(Record extracts Opens)

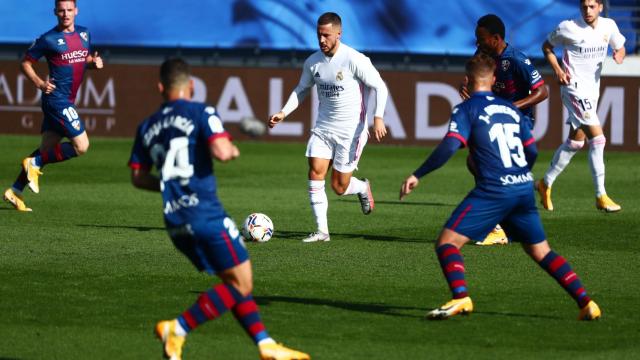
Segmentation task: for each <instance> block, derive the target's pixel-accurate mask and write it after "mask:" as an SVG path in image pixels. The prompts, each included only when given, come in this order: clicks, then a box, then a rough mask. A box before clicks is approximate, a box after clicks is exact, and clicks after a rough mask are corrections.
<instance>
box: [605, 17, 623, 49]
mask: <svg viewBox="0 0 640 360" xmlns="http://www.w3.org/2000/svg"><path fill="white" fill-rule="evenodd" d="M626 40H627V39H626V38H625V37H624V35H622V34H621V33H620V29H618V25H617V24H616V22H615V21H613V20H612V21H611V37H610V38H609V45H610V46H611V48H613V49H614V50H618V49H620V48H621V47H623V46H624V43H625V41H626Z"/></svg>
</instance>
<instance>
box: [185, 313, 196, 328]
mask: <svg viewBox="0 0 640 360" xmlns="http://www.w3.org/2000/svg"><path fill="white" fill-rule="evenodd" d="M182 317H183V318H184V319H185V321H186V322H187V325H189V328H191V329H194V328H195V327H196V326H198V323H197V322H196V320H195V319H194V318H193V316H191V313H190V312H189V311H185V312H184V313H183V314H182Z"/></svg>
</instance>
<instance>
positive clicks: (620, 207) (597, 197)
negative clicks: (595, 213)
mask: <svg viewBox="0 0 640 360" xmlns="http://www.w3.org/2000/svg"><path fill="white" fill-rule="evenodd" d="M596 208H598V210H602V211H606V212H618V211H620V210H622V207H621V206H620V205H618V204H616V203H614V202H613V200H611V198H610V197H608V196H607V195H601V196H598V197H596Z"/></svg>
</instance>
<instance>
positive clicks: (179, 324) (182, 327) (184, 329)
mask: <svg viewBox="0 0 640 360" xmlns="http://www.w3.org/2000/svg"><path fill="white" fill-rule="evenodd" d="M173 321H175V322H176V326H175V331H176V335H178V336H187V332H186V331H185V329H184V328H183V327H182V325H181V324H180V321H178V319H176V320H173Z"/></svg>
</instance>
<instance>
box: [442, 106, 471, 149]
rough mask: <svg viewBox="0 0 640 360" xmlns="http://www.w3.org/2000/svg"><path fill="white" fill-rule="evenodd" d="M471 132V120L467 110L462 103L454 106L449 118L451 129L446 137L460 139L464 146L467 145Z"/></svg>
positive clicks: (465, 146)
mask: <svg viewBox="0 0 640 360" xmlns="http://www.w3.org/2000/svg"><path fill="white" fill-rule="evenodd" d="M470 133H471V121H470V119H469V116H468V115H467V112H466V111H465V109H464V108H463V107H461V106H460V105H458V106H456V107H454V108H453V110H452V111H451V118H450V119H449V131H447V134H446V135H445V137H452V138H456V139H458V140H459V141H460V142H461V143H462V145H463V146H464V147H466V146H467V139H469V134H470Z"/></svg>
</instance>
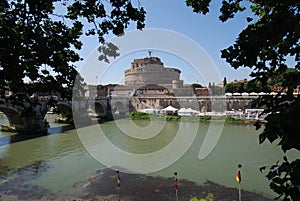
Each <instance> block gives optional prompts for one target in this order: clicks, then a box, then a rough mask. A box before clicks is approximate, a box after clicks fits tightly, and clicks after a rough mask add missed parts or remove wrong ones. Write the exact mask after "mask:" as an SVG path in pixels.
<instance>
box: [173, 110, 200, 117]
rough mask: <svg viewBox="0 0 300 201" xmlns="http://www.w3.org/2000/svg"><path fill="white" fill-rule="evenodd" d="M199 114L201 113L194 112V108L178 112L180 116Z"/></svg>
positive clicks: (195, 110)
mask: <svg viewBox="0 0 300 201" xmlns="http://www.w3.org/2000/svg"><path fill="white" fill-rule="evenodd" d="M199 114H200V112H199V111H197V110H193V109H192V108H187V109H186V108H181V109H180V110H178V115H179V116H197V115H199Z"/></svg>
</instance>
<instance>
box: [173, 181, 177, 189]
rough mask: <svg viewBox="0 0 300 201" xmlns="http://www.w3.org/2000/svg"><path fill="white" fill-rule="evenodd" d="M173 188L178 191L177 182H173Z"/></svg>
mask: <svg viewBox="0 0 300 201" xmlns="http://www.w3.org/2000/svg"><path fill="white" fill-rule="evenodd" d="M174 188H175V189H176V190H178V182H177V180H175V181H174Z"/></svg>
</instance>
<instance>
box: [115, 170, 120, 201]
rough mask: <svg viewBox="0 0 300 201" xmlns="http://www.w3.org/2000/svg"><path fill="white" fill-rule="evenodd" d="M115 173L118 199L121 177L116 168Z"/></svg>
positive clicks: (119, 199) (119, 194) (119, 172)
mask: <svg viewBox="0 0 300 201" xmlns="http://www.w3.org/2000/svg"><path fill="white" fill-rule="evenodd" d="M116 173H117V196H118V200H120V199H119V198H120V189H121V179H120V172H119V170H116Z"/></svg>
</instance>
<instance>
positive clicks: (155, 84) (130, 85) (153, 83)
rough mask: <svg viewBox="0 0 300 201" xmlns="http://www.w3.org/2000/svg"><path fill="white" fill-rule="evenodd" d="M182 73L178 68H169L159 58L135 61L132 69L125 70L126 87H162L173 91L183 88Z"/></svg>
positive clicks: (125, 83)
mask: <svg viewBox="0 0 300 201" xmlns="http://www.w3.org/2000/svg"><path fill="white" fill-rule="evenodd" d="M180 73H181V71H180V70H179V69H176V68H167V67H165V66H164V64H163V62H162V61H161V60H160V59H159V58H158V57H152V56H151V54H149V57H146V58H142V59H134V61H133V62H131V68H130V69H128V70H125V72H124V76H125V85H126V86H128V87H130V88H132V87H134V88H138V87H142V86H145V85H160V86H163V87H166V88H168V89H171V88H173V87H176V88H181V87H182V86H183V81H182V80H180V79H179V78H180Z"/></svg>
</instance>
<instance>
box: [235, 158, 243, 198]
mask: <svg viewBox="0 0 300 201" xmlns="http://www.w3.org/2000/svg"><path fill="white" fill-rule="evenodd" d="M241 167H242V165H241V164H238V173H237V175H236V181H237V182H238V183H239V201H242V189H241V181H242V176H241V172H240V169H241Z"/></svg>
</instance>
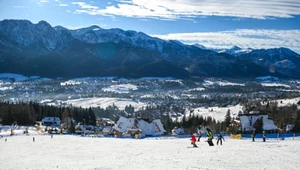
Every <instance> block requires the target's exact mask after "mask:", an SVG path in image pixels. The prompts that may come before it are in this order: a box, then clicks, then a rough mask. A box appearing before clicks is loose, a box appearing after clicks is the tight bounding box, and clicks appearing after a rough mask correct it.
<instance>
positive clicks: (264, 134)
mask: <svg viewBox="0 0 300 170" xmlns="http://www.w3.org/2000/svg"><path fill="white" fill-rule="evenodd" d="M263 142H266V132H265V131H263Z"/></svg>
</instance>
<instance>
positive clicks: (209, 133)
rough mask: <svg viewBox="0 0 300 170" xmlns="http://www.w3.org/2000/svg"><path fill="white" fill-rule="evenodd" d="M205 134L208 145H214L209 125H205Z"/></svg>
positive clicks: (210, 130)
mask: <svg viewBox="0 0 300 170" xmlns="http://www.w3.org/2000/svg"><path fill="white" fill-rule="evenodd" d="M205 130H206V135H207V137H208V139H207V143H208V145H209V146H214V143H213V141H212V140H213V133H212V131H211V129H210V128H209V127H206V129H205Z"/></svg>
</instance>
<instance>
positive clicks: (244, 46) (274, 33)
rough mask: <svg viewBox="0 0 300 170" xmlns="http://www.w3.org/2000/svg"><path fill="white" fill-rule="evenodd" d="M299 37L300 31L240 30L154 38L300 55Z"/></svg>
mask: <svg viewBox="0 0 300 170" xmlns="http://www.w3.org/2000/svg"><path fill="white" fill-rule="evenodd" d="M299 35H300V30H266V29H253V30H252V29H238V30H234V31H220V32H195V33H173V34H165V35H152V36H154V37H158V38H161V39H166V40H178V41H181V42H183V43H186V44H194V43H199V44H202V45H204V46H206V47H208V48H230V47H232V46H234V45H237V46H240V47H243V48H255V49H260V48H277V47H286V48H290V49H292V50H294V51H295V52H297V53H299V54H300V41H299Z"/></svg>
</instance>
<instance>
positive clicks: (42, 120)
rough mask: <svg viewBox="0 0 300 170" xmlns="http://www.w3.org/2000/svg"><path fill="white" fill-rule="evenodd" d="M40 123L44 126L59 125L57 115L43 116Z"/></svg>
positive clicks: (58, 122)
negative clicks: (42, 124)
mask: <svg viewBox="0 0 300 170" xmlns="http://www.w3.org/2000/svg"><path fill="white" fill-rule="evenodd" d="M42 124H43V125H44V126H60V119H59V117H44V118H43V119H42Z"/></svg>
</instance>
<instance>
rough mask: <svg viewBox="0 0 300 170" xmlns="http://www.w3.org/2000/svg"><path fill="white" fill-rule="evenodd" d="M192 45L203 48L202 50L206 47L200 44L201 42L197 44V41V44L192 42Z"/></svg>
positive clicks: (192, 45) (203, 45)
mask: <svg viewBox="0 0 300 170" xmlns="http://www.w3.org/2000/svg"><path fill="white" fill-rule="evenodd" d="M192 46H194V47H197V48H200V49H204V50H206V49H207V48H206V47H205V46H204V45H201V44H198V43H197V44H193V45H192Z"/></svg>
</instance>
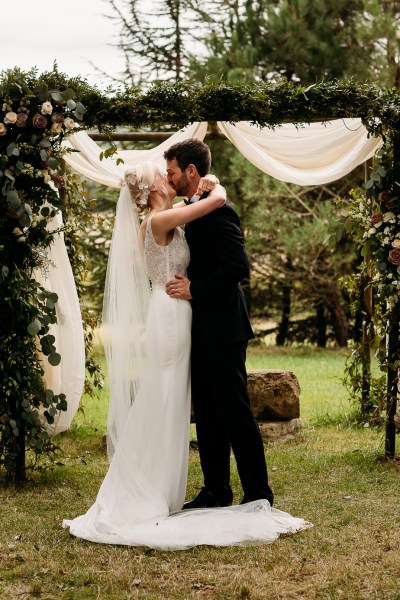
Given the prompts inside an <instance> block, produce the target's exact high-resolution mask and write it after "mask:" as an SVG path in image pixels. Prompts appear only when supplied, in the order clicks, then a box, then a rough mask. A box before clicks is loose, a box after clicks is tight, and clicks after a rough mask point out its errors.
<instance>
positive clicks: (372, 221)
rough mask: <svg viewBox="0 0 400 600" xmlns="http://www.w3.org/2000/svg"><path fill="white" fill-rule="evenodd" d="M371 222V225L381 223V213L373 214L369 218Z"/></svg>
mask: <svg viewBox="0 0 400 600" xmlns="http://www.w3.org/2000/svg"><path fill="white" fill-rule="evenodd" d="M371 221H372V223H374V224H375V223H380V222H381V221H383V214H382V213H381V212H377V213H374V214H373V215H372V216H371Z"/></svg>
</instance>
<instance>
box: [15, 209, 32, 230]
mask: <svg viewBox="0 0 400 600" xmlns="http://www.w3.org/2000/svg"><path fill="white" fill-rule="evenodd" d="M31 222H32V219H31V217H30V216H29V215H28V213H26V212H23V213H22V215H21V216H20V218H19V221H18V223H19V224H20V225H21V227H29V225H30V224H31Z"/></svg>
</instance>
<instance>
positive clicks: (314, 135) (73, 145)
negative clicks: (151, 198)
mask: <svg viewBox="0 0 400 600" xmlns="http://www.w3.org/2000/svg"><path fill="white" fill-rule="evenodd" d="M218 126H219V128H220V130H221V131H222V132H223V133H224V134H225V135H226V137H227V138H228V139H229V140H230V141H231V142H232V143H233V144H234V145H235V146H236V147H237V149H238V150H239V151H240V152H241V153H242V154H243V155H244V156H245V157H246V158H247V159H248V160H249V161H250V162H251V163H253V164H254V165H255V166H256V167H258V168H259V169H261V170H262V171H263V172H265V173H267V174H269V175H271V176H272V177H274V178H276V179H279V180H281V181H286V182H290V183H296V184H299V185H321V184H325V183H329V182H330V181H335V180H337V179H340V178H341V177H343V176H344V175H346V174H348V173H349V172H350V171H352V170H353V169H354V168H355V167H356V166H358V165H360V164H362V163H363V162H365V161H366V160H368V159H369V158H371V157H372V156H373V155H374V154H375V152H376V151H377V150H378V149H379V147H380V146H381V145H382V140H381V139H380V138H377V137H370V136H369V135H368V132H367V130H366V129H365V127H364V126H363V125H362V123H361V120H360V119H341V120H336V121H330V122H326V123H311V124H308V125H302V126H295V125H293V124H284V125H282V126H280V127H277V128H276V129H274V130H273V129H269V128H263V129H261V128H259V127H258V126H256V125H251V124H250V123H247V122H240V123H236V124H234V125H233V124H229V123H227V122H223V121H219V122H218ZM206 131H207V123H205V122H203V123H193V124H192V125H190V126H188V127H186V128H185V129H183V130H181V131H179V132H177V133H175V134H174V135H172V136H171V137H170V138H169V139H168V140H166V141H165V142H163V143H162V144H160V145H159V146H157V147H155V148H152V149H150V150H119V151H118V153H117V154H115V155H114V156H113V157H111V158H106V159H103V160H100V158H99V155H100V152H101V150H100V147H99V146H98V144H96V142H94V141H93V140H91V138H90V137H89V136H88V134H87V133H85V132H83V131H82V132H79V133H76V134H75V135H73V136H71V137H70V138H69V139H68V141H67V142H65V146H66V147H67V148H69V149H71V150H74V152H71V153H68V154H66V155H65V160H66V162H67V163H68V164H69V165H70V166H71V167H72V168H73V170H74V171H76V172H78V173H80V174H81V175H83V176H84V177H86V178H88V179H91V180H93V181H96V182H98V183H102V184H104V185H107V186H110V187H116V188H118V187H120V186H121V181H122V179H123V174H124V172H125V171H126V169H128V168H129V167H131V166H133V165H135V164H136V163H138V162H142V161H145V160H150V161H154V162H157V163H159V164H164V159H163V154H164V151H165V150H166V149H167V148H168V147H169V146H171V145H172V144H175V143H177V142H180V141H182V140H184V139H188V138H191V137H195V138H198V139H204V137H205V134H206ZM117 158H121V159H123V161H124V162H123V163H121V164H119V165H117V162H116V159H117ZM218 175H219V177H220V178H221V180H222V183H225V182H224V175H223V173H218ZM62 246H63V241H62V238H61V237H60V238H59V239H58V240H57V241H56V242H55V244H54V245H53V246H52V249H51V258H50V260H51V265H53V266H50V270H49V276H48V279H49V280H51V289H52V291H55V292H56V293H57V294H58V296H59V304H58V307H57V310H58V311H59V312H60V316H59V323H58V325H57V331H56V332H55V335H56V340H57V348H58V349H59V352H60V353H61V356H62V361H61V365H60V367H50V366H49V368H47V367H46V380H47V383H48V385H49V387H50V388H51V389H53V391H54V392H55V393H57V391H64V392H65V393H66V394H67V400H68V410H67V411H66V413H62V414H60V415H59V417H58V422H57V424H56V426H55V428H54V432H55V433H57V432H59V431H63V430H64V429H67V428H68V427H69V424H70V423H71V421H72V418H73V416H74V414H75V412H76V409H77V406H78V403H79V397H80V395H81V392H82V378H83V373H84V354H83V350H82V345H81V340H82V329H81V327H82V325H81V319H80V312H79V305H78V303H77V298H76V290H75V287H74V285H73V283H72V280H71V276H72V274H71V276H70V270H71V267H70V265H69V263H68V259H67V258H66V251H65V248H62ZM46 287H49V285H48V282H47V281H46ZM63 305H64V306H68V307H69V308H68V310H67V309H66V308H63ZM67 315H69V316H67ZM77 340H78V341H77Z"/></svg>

(Record extracts Closes)

Pick out every line in the records above that contains the word "prompts" and copy each one in full.

Segmentation task: for each <instance> block, derive the target's pixel-accurate mask and write it after "mask:" as an SVG path in image pixels. The prompts, each included only when given, come in this order: clicks, then a box, then a rough mask. A box before clicks is approximate, a box after clicks is exact, and clicks after a rough mask are corrections.
Each <instance> block gives optional prompts for one target in this order: clicks, then a box, then a rough mask. A box before clicks is approximate, a box after clicks fits tightly, and clicks after a rough mask add missed parts or remove wrong ones. Write the exact mask after "mask:" as an SVG path in pixels.
Every <instance> block requires the target's exact mask after "mask:", an SVG path in image pixels. The prompts that may come before it are in this order: a box, then clicks, then a rough mask. A box appearing before clicks is loose, a box appearing after clicks is the tight bounding box, and clicks appearing after a rough mask correct it.
Given the prompts inside an <instance> block, produce the target's exact high-resolution mask and write it after "mask:" as an SVG path in image pixels. Prompts appear only when supplied, in the order clicks, then a box, then a rough mask. A box before clicks is loose, a box after clicks is tight, and clicks after a rough mask point out its errors.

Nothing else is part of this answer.